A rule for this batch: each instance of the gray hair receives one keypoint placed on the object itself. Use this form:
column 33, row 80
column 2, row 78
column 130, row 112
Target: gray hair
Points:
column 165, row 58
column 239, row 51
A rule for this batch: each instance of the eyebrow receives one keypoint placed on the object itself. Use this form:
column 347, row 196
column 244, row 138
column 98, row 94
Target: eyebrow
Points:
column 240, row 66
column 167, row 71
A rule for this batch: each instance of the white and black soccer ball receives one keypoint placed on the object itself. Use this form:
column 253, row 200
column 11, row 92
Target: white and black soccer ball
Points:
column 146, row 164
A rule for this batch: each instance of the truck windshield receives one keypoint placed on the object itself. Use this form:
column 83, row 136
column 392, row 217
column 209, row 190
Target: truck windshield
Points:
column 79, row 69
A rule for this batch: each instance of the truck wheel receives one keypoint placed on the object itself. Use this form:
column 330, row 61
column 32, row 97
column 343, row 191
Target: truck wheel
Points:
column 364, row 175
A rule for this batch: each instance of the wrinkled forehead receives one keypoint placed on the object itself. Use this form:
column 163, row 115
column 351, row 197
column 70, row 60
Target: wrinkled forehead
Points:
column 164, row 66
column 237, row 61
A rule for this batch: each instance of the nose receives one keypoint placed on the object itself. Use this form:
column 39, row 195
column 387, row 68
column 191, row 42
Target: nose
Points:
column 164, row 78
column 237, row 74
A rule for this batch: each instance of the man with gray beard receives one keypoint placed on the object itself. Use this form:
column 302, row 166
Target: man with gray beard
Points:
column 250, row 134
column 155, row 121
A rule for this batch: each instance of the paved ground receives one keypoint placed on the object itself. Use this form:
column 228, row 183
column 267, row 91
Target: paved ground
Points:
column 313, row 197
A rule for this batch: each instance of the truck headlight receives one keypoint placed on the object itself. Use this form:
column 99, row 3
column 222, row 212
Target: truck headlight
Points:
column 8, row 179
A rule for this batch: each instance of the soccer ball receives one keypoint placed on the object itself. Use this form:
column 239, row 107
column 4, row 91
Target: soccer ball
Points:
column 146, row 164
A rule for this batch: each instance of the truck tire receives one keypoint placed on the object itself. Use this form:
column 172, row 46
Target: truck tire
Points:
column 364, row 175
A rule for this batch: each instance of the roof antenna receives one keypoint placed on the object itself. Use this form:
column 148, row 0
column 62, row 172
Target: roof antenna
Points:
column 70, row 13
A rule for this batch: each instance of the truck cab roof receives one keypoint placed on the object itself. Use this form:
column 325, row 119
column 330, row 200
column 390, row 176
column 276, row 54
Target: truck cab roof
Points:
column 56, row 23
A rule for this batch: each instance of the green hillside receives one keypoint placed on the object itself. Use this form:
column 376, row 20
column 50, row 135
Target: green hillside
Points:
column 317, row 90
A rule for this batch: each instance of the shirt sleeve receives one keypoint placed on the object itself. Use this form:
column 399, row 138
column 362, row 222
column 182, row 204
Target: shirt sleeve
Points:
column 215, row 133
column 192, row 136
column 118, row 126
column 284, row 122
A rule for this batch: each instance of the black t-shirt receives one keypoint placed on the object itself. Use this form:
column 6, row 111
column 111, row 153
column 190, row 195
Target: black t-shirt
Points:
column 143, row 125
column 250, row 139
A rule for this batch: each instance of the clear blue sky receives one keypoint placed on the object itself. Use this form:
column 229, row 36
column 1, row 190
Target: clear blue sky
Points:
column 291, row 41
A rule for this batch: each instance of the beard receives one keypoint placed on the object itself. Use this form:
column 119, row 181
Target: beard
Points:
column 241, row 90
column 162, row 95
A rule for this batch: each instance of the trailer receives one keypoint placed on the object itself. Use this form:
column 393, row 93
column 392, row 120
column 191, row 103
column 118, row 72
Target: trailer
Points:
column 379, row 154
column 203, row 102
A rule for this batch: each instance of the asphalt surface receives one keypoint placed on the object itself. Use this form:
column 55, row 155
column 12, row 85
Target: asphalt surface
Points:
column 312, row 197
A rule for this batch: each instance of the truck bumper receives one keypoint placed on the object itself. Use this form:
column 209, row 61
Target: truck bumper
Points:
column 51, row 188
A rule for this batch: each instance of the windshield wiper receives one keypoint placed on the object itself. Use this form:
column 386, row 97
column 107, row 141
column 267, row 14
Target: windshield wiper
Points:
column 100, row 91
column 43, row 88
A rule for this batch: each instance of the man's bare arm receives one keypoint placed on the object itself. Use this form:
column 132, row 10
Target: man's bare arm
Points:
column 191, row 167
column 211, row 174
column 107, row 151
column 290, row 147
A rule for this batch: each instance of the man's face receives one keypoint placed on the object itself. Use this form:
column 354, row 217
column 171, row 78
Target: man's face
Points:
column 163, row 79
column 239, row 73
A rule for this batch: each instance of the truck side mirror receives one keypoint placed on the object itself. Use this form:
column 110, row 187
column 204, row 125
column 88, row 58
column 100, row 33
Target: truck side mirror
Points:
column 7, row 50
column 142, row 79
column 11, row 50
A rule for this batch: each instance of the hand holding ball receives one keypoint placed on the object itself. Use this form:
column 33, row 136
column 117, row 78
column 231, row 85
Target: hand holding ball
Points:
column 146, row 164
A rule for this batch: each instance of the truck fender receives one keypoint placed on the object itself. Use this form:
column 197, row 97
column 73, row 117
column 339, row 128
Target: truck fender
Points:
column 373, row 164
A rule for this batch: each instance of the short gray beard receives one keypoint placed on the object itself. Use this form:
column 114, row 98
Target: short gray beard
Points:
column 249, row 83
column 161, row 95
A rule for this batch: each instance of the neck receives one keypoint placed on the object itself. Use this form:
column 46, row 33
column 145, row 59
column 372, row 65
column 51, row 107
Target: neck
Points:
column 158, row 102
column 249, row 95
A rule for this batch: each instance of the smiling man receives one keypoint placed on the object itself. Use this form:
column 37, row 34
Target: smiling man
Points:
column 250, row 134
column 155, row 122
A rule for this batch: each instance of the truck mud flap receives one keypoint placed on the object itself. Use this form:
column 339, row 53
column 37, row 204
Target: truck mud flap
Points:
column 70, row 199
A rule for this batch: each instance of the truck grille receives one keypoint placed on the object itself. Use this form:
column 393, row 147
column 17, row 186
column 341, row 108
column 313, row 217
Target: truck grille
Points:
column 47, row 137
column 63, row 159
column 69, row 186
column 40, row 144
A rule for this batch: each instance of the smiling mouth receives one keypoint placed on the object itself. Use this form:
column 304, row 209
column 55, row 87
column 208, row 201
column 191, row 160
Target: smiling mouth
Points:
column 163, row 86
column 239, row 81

◆ **WORK ORDER**
Which lines run from the one containing "column 55, row 87" to the end of the records? Transcribe exactly those, both ends included.

◆ **ANSWER TO THIS TASK**
column 55, row 87
column 208, row 201
column 191, row 160
Target: smiling mouth
Points:
column 163, row 86
column 239, row 81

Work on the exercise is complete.